### [READING TEXT]
MS. TIPPETT: Houses — old houses — hold stories, don’t they?
DR. MILES: They do, they do. It feels tangible. You walk in and it’s almost as if you’re transported.
MS. TIPPETT: And did this public history project with the Vann House and with that whole story of this wealthy Cherokee slave owner, I mean, he had, what, hundreds — nearly 100 …
DR. MILES: Over 100 …
MS. TIPPETT: … slaves in the first decade of the 19th century. But did that start with you visiting that house?
DR. MILES: It did, it did. I was working on the book about Shoe Boots and Doll. And Shoe Boots and Doll would have lived in the early 1800s around 45 minutes away now in our time from this large plantation. I mean, Shoe Boots and Doll’s cabin, a place where their family lived, no longer stands. I went to the river where they lived and stood there and reflected on that place, but I wanted to experience a built environment that could perhaps take me back in time, viscerally, to this period of Cherokee slaveholding.
So I went to the Chief Vann House and took a tour and this was in the late ’90s. Part of me was taken by learning about the house itself, the structure, the architecture. I was fascinated by a number of the architectural details such as all of the little tiny Cherokee roses that are carved into the moldings at the house. But at the same time, I was quite focused on the question of slavery and, throughout that whole tour, we heard nothing about slavery, nothing about African-Americans.
MS. TIPPETT: Did you know that he specifically held slaves or you just knew that a landowner of that wealth in that time would have had slaves?
DR. MILES: I knew that he held slaves because at that point I had been doing enough research to know about the Vann family.
MS. TIPPETT: OK.
DR. MILES: So I took the tour and slavery wasn’t mentioned. African-Americans weren’t mentioned, although the Vann family’s wealth was mentioned. Of course, these two things are tied. They’re linked; you can’t separate them. The Vann family’s wealth came from slave labor. So by the end of the tour, I was having this dual experience. One, I was enjoying the house aesthetically and, at the same time, I was sort of appalled at the way in which this house was being celebrated as a gorgeous architectural feat and the way in which the family’s wealth was being lauded and black people’s suffering was completely invisible.
MS. TIPPETT: Right. What did you do? Did you say anything at that point to the people who were curating?
DR. MILES: I did. Well, I asked the question. I asked the tour guide where slaves lived on the plantation. The person who was working at the time — I have to be fair and say that she was very young, maybe she was a college student who was working there at the summer part time. She was completely flustered, as if she had never thought about the question before, never heard it before, and she got her walkie-talkie and radioed back to the main office to ask how she should answer the question.
MS. TIPPETT: You wrote somewhere that you became committed to a more ethical telling of the story.
DR. MILES: Right.
MS. TIPPETT: And then that gets at the work of the historian and the discipline of that and I see you in places. You know, it seems to me that, at different points in your career, you’ve rediscovered the fact that telling history is never pure, that you’re always coming at it from some direction. And you — I don’t know, maybe because you do then collect so much information, in a way not being haunted, but just being very keenly aware that there would be many ways to tell the same story that you’re immersing yourself in.

### [PROBLEM TO WORK ON]
In the interview, what architectural detail carved into the moldings of the Chief Vann House fascinated Dr. Miles?

Lines taken from a collection

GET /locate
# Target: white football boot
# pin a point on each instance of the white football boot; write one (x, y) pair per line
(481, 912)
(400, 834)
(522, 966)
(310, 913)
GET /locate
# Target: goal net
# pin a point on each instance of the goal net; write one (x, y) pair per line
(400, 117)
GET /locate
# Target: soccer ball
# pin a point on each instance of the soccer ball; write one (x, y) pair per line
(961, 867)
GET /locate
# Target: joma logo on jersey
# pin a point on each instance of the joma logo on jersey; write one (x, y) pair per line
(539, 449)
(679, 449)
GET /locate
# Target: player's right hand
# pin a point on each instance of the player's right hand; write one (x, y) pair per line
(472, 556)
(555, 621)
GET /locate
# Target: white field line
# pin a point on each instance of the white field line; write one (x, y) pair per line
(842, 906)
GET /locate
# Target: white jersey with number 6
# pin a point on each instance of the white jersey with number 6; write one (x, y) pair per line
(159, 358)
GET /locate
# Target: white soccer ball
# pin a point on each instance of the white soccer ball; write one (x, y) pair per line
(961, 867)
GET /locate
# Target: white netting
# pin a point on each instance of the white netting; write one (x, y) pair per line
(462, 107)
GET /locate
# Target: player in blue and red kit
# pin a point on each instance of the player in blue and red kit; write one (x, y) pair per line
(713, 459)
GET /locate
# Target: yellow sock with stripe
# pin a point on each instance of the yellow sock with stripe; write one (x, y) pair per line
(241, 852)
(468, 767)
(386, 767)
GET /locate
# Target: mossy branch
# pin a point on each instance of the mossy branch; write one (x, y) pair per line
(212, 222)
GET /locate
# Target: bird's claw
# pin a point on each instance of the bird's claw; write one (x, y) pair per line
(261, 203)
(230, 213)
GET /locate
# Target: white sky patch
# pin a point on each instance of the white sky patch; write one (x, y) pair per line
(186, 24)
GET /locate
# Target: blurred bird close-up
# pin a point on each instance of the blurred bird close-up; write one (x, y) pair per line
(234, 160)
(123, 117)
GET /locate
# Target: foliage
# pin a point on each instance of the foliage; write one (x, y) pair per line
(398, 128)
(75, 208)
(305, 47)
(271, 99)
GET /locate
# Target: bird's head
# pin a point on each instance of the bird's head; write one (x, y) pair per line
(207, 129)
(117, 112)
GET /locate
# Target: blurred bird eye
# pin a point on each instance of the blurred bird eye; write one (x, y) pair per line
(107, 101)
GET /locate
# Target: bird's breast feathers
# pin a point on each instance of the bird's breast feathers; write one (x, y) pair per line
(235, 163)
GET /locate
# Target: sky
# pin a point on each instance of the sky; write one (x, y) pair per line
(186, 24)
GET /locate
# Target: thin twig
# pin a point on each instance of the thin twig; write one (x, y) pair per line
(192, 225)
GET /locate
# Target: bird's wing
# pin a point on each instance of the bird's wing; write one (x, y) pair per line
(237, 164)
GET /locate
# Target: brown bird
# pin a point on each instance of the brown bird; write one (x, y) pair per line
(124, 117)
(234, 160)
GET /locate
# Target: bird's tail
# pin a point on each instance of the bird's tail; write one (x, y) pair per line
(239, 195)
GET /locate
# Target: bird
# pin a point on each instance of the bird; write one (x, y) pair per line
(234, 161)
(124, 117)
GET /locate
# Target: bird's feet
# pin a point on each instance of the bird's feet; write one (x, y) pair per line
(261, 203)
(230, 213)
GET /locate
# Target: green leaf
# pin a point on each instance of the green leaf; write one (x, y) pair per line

### [EXPECTED ANSWER]
Little tiny Cherokee roses.